● YOUR INSTRUCTIONS
Repeat the material in full. Keep every line exactly as it is.

[start of RAW RECORDS]

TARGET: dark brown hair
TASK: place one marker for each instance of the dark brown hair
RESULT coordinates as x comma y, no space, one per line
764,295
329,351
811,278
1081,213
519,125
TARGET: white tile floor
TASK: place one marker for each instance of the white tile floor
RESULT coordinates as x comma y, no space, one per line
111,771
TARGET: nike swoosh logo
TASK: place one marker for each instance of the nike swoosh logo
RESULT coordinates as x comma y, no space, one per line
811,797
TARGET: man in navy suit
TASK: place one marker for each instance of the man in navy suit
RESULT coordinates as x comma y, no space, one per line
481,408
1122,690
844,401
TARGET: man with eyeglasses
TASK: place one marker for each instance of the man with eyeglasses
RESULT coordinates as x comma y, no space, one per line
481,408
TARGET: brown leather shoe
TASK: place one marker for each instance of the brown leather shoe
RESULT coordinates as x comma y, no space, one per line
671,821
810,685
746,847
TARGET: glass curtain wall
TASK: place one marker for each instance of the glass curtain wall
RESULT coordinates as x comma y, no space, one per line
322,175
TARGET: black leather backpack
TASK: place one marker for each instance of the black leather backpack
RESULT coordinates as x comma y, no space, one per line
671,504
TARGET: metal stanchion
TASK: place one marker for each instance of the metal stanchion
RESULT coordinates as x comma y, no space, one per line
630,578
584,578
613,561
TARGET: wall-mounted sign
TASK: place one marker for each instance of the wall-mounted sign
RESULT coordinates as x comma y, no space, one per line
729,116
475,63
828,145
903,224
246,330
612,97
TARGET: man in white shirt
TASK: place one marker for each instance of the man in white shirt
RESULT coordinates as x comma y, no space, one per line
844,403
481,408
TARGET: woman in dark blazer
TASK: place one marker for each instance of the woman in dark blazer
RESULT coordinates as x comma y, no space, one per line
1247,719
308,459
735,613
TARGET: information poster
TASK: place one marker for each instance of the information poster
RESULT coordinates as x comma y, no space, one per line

[end of RAW RECORDS]

● CORRECT RESPONSE
TARGET: dark brown hair
TASK: place one marker for each instance of the dark brown hair
RESULT coordinates as x comma y, no space, one per line
764,295
329,351
811,278
1081,213
519,125
TARGET: white tile floor
TASK: place one marker for each instance of the white tile floor
RESULT coordinates as x comma y, no space, one per line
111,771
TARGET: nike swoosh logo
TASK: place one marker for each instance of the nike swoosh logo
RESULT coordinates as x comma y, no space, one per line
811,797
TARGET: man in navy suit
TASK: place one marker for each instance of the man in navy suit
RESULT coordinates as x comma y, no space, one per line
481,408
1122,690
844,401
TARGET: man with eyeglasses
TASK: place one marker for each instance of the man with eyeglasses
RESULT coordinates as x comma y, no space, one per line
481,408
TARGET: brown leather shoe
TASK: place one marker for each instance of the brown leather shoe
RESULT coordinates as x comma y, no space, one per line
671,821
810,685
746,847
TARGET: glass curtain wall
TASK: place one marker for each instance of the glass curtain wall
RESULT coordinates as x comma y, no space, one per line
322,175
TARGET: black leather backpack
TASK: place one marker for each instance of the black leather backpack
RESULT coordinates as x comma y, no space, one per line
671,504
TARGET: metal stanchion
TASK: place one marker for each instance of the metal stanchion
RESULT coordinates as x comma y, no space, one per line
630,578
584,578
613,561
TARGET: wall-mounted sign
TASK: place one marker for each instance of the wall-mounted sign
RESULT coordinates as x comma y, no space, one per line
729,116
475,63
828,145
903,224
246,330
612,97
TARGET: man in white shirt
TASK: place one marker for each instance of the man in white shirt
RESULT coordinates as x comma y, no space, one per line
844,403
481,408
TARGET: woman in dark blazer
TASK: place one marker for each instance of the woman in dark blazer
RESULT coordinates as x comma y, no space, one per line
1247,719
308,459
735,613
TARGET: information poster
TASK: place one marker for each instance of the information poster
RESULT coordinates as x comma y, no space, one per line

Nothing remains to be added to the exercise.